Pick out every line in the material below that contains the string "green". Case matters.

-------- Dataset

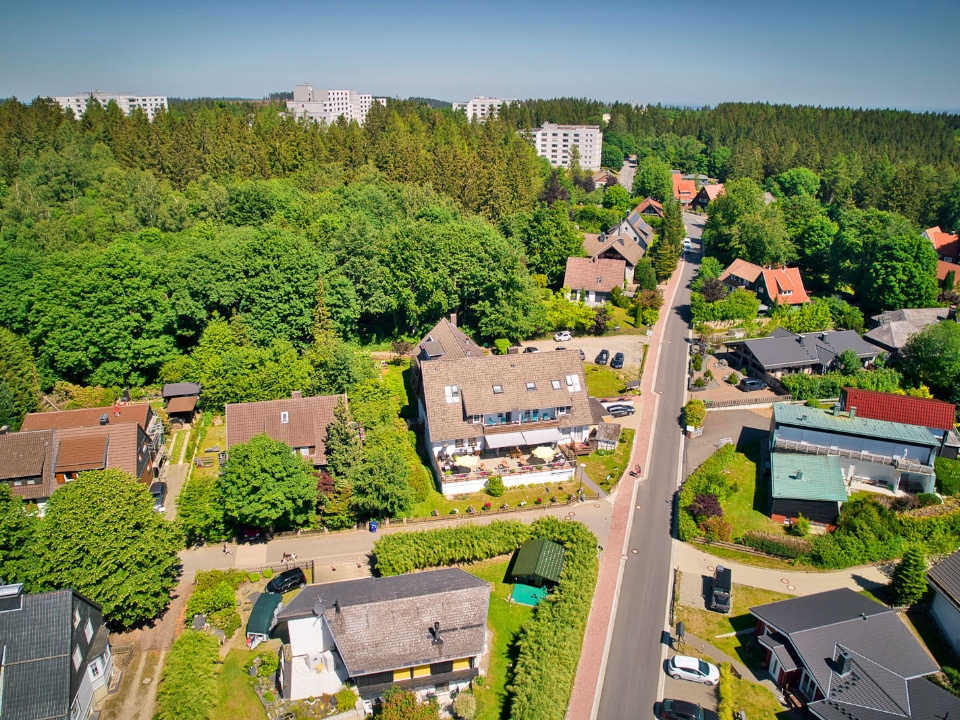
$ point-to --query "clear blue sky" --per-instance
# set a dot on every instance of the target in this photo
(854, 53)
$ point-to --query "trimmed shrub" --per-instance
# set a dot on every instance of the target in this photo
(495, 487)
(779, 545)
(188, 687)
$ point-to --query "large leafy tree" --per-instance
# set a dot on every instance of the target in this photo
(265, 484)
(932, 357)
(101, 536)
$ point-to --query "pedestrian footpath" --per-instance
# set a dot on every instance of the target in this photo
(586, 688)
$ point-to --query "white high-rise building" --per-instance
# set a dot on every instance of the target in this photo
(482, 107)
(328, 105)
(125, 101)
(553, 142)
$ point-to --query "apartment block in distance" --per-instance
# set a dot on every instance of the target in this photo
(554, 142)
(482, 107)
(328, 105)
(125, 101)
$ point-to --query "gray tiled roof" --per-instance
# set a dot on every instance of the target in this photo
(807, 350)
(39, 680)
(475, 378)
(945, 577)
(814, 418)
(382, 624)
(306, 425)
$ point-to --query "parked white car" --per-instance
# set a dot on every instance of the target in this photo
(684, 667)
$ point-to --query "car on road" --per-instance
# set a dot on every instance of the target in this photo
(684, 667)
(751, 384)
(681, 710)
(159, 492)
(621, 410)
(287, 580)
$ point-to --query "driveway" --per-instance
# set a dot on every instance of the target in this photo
(630, 345)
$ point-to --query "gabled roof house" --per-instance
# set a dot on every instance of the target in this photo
(851, 658)
(297, 421)
(55, 659)
(424, 632)
(781, 285)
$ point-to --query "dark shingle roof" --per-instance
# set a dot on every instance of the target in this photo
(305, 426)
(945, 577)
(382, 624)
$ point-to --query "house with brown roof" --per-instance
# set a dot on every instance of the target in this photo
(297, 421)
(684, 190)
(707, 194)
(946, 244)
(592, 280)
(27, 463)
(517, 416)
(783, 286)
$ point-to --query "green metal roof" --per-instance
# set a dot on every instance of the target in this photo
(542, 558)
(261, 617)
(814, 418)
(807, 477)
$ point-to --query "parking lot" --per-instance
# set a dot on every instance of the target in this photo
(630, 345)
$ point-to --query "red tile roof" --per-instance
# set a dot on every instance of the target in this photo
(683, 190)
(594, 274)
(785, 286)
(944, 243)
(900, 408)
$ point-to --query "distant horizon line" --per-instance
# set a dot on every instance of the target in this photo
(682, 106)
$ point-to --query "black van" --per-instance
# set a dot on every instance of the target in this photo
(722, 596)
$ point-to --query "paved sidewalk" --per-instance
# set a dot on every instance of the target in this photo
(589, 678)
(693, 561)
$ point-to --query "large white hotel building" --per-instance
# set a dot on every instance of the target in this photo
(482, 107)
(553, 142)
(328, 105)
(125, 101)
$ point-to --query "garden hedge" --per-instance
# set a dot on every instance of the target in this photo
(548, 645)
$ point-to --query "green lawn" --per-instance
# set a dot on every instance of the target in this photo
(601, 465)
(504, 620)
(746, 507)
(602, 381)
(707, 625)
(236, 698)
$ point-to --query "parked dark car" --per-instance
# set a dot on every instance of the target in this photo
(287, 580)
(680, 710)
(722, 596)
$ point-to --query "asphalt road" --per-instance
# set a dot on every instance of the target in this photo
(634, 664)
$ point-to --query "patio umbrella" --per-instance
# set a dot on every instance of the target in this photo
(469, 461)
(544, 452)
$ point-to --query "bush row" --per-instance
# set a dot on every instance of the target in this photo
(549, 643)
(404, 552)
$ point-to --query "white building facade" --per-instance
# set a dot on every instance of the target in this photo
(554, 142)
(480, 108)
(328, 105)
(125, 101)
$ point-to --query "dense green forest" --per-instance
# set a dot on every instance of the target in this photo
(123, 238)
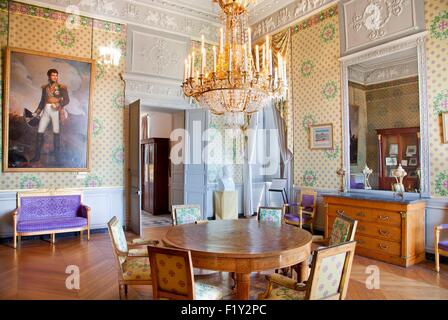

----------------

▶ [Worked answer]
$ point-to --query "green metal roof" --per-instance
$ point-to --query "green lawn" --per-instance
$ point-to --query "dense green forest" --per-instance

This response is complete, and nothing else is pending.